#### DATA RECORDS ####

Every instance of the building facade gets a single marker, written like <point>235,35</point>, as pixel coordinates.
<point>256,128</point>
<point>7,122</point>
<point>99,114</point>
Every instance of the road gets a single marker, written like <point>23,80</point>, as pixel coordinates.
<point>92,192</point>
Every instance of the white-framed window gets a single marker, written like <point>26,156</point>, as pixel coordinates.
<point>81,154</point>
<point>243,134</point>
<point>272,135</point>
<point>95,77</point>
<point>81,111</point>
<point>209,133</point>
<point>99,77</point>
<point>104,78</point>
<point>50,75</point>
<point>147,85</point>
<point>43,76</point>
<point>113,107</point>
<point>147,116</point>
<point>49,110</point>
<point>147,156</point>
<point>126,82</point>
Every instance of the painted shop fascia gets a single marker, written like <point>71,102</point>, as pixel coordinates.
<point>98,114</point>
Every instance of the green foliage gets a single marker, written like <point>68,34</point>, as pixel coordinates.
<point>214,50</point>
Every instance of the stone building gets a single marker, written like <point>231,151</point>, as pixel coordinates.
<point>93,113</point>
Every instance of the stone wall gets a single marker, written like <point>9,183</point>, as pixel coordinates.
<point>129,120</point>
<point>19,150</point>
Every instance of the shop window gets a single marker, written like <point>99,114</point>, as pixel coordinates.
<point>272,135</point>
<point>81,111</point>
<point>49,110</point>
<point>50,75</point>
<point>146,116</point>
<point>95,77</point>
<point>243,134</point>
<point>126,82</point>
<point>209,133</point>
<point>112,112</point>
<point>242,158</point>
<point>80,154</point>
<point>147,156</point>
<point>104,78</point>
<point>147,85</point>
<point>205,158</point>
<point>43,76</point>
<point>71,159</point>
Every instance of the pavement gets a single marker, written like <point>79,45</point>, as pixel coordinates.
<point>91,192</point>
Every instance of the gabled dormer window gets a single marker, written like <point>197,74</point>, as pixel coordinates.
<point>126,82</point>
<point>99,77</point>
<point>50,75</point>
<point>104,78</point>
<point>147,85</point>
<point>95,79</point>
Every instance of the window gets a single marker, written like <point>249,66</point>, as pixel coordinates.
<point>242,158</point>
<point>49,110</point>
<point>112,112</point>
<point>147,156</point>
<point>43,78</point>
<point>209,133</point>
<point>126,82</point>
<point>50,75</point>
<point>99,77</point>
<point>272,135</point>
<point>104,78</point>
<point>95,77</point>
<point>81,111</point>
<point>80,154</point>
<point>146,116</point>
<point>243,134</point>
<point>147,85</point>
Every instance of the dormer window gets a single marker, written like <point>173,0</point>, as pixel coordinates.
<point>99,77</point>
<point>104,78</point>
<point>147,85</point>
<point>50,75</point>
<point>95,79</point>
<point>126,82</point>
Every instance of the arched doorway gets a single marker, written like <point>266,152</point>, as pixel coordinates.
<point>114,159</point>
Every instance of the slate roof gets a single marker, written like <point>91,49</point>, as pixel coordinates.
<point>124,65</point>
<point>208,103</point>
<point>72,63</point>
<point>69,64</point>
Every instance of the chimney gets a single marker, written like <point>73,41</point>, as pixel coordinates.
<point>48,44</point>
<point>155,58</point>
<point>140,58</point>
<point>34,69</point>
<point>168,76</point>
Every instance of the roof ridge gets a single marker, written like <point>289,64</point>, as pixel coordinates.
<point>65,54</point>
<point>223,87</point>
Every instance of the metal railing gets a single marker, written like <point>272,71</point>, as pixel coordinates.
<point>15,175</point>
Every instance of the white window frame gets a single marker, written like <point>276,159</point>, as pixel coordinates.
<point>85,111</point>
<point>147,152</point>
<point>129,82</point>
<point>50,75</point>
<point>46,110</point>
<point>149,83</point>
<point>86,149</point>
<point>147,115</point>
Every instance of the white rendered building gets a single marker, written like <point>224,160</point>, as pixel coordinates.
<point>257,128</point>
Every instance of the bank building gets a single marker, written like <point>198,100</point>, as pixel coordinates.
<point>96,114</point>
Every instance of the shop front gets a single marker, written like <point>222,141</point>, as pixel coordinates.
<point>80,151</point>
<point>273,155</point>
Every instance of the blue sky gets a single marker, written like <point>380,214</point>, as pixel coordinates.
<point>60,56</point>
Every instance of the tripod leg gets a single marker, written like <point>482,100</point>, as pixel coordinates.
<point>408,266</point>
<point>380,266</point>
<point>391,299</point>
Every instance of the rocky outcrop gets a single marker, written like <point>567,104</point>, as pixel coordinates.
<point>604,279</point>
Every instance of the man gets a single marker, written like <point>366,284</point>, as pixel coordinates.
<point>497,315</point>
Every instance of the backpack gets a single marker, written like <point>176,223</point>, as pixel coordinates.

####

*WORK INSTRUCTION*. The full set of records must be transcribed character for character.

*TASK SOLUTION*.
Every instance of the building facade gets a single marker, written like <point>235,35</point>, as pixel coordinates.
<point>256,128</point>
<point>7,122</point>
<point>99,114</point>
Every instance of the road gets a single marker, written like <point>23,80</point>, as pixel coordinates.
<point>92,192</point>
Every instance of the white-framed window gets a single marker, written like <point>26,156</point>, as pixel coordinates.
<point>81,154</point>
<point>243,134</point>
<point>272,135</point>
<point>95,77</point>
<point>81,111</point>
<point>209,133</point>
<point>99,77</point>
<point>104,78</point>
<point>50,75</point>
<point>147,85</point>
<point>43,76</point>
<point>113,107</point>
<point>147,116</point>
<point>49,110</point>
<point>147,156</point>
<point>126,82</point>
Every instance of the painted shop fascia gets a single marker, written like <point>71,102</point>, as pixel coordinates.
<point>98,114</point>
Every instance of the green foliage gets a single marker, written like <point>68,34</point>, as pixel coordinates.
<point>214,50</point>
Every instance of the stone building gets a single marker, written like <point>231,151</point>, as pixel coordinates.
<point>93,113</point>
Every instance of the stone wall gets a single marker, written like <point>9,183</point>, as pixel coordinates.
<point>129,120</point>
<point>19,150</point>
Every instance of the shop window gets a single marker, written like <point>99,114</point>, as pixel coordinates.
<point>272,135</point>
<point>81,111</point>
<point>49,110</point>
<point>50,75</point>
<point>146,116</point>
<point>95,77</point>
<point>243,134</point>
<point>126,82</point>
<point>209,133</point>
<point>112,112</point>
<point>242,158</point>
<point>80,154</point>
<point>147,156</point>
<point>104,78</point>
<point>147,85</point>
<point>205,158</point>
<point>43,76</point>
<point>71,159</point>
Every instance of the pavement gets a single marker, written like <point>79,45</point>, as pixel coordinates.
<point>91,192</point>
Every instance of the gabled dormer window gets a single marker, written like <point>197,74</point>, as pixel coordinates.
<point>126,82</point>
<point>99,77</point>
<point>50,75</point>
<point>104,78</point>
<point>147,85</point>
<point>95,79</point>
Every instance of the window gets a single marker, written like <point>249,66</point>, as pixel coordinates.
<point>242,158</point>
<point>49,110</point>
<point>112,112</point>
<point>147,156</point>
<point>43,78</point>
<point>209,133</point>
<point>126,82</point>
<point>50,75</point>
<point>99,77</point>
<point>272,135</point>
<point>104,78</point>
<point>95,77</point>
<point>81,111</point>
<point>80,154</point>
<point>146,116</point>
<point>243,134</point>
<point>147,85</point>
Every instance of the dormer window gets a single marker, written like <point>173,0</point>, as pixel coordinates.
<point>99,77</point>
<point>104,78</point>
<point>147,85</point>
<point>50,75</point>
<point>95,79</point>
<point>126,82</point>
Every instance of the arched doorway gets a single marker, written like <point>266,152</point>, as pixel coordinates.
<point>114,159</point>
Every instance of the slate roof gets a single marker, written like <point>91,49</point>, as pixel coordinates.
<point>124,65</point>
<point>208,103</point>
<point>72,63</point>
<point>69,64</point>
Every instance of the chimney gets a single marker, written like <point>73,41</point>, as pixel coordinates.
<point>48,44</point>
<point>155,58</point>
<point>140,58</point>
<point>34,69</point>
<point>168,76</point>
Every instance of the roof ridge gets a single marker, written like <point>289,64</point>, as pixel coordinates.
<point>65,54</point>
<point>223,87</point>
Every instance of the metal railing gets a single marker, written like <point>272,71</point>, as pixel coordinates.
<point>15,175</point>
Every instance of the white window frame gets a single marker, written like <point>276,159</point>, as pixel coordinates.
<point>85,111</point>
<point>147,152</point>
<point>129,82</point>
<point>50,75</point>
<point>46,110</point>
<point>149,83</point>
<point>86,149</point>
<point>147,115</point>
Every instance of the white rendered building gets a single marker, written like <point>224,160</point>, as pixel coordinates.
<point>257,128</point>
Every instance of the bank building gets a single marker, written like <point>198,100</point>, as pixel coordinates.
<point>96,114</point>
Every instance of the shop front gets a single marker, written like <point>222,141</point>, as pixel coordinates.
<point>80,151</point>
<point>273,155</point>
Every instance of the blue sky gets a single marker, written like <point>380,214</point>, as pixel coordinates.
<point>60,56</point>
Every instance of the tripod leg gets a single marker, written like <point>482,100</point>, as pixel coordinates.
<point>408,266</point>
<point>380,266</point>
<point>391,299</point>
Every instance of the rocky outcrop gets a single marker, written like <point>567,104</point>, as pixel coordinates.
<point>604,279</point>
Every instance of the man gets a single marker, written like <point>366,284</point>, as pixel coordinates.
<point>497,315</point>
Every instance of the backpack gets a single marker, written like <point>176,223</point>, as pixel coordinates.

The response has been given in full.